Wenn ich gefragt werde, warum ich die deutsche Einheit für einen Glücksfall halte, dann möchte ich zum Abschluss drei Punkte nennen. Ich habe ja genannt, was ich durchaus an kritischen Sachen sehe und dass die Menschen das Gefühl brauchen, wirklich angekommen zu sein und gebraucht zu werden.
Der erste Punkt ist für mich: Gucken Sie sich die Situation der Heimkinder, der Behinderten, der Menschen in Pflegeheimen und der Kranken in der DDR und jetzt nach der deutschen Einheit an! Sie werden einen Riesenunterschied erkennen können. Das stellt nicht die Leistungen der Menschen infrage, die sich zu DDRZeiten für Behinderte, Kranke und Alte eingesetzt haben. Die haben ihr Möglichstes getan, aber die Gesellschaft konnte nicht mehr leisten für diese Menschen und wollte es zum Teil auch nicht, weil sie andere Schwerpunkte gesetzt hat.
Der zweite für mich wichtige Punkt – oft vergessen, das ist übrigens auch eine Leistung der Volkskammer, der ersten frei gewählten Volkskammer – ist, dass wir jüdische Gemeinden in Rostock und Schwerin haben. Das ist für mich ein großer Glücksfall.
Der dritte Punkt ist das Thema Flüchtlinge. Es ist für uns auch ein Zeichen, dass Menschen aus der ganzen Welt sagen: Dieses Land ist Hoffnung, dieses Land gibt uns Schutz und Sicherheit, und wir wollen mithelfen, dieses Land zu gestalten.

#### [Datensätze]
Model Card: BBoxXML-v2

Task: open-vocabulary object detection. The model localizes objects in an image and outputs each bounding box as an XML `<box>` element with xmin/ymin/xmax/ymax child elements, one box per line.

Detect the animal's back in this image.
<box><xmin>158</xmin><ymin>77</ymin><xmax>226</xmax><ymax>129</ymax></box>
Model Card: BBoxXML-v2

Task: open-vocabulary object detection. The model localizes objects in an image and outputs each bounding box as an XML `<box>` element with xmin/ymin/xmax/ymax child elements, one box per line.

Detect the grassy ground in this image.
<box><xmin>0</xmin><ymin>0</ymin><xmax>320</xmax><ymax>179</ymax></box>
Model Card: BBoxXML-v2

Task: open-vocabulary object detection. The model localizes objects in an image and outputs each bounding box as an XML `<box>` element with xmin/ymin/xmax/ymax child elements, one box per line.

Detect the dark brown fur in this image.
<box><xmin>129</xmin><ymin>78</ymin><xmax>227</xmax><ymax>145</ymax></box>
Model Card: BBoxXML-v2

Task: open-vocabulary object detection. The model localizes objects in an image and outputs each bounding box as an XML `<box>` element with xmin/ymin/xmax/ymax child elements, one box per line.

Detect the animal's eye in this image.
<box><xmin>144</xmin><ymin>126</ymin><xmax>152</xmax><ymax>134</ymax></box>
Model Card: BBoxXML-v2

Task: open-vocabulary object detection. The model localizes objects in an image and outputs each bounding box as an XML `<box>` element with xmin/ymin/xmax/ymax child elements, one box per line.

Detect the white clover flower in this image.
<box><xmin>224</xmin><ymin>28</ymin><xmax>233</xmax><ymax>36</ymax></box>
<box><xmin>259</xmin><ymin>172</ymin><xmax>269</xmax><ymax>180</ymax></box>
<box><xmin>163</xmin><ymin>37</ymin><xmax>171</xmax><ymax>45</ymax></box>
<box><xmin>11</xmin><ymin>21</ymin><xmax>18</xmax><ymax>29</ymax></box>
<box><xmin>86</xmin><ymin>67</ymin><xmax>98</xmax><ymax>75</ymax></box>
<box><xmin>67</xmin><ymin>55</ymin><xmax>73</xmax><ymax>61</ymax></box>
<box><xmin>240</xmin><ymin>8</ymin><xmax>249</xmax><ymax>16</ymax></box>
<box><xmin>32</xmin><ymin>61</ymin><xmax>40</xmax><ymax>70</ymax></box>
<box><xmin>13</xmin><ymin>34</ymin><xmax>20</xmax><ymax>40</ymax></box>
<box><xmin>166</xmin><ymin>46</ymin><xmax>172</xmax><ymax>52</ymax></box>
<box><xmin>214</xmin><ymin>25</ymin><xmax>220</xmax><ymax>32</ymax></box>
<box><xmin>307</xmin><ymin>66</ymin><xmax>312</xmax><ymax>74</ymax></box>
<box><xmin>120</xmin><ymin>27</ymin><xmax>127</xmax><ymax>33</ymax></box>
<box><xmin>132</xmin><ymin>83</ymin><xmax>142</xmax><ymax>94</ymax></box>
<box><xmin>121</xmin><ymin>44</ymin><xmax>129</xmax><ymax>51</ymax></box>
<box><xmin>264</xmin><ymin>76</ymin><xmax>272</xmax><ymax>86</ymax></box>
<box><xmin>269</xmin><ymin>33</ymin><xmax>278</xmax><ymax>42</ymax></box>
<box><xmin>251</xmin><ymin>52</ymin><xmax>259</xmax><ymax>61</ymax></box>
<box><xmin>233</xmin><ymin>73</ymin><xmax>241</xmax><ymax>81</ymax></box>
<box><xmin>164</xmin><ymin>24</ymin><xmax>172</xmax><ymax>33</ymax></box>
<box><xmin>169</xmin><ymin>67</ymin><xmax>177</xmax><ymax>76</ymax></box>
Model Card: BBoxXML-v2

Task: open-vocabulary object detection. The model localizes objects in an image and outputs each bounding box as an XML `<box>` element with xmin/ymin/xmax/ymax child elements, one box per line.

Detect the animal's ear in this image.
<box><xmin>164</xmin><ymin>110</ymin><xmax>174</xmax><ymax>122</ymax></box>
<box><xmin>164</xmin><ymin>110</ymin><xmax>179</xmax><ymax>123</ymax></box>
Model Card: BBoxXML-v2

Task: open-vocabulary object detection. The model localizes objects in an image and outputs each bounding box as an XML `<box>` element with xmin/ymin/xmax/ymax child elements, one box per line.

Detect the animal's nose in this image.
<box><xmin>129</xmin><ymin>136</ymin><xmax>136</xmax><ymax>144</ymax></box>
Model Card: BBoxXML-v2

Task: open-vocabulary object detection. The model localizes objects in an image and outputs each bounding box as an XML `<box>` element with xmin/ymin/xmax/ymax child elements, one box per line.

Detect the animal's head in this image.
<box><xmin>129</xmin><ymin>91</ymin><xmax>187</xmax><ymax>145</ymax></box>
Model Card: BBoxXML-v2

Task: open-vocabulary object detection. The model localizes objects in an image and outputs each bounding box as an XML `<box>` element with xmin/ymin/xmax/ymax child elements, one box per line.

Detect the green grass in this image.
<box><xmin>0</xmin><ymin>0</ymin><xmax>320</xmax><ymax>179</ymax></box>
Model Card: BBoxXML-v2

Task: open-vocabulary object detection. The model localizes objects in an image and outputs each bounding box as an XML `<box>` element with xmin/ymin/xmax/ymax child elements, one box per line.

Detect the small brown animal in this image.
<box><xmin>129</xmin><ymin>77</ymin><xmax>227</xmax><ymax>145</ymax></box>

#### [Ihre Aufgaben]
**A.** Schreiben Sie aus dem Text über die deutsche Einheit alles von „Der erste Punkt“ bis hinunter zu „Schwerpunkte gesetzt hat.“ wortgetreu ab.
**B.** Ersetzen Sie in den Datensätzen vom Anfang bis hinunter zur Zeile mit „Detect the animal's back in this image.“ das Wort „BBoxXML-v2“ durch „BBoxXML-v3“ und lassen Sie alles andere unverändert. Geben Sie nur diese Zeilen wieder.

#### [Lösungen]
**A.**
Der erste Punkt ist für mich: Gucken Sie sich die Situation der Heimkinder, der Behinderten, der Menschen in Pflegeheimen und der Kranken in der DDR und jetzt nach der deutschen Einheit an! Sie werden einen Riesenunterschied erkennen können. Das stellt nicht die Leistungen der Menschen infrage, die sich zu DDRZeiten für Behinderte, Kranke und Alte eingesetzt haben. Die haben ihr Möglichstes getan, aber die Gesellschaft konnte nicht mehr leisten für diese Menschen und wollte es zum Teil auch nicht, weil sie andere Schwerpunkte gesetzt hat.

**B.**
Model Card: BBoxXML-v3

Task: open-vocabulary object detection. The model localizes objects in an image and outputs each bounding box as an XML `<box>` element with xmin/ymin/xmax/ymax child elements, one box per line.

Detect the animal's back in this image.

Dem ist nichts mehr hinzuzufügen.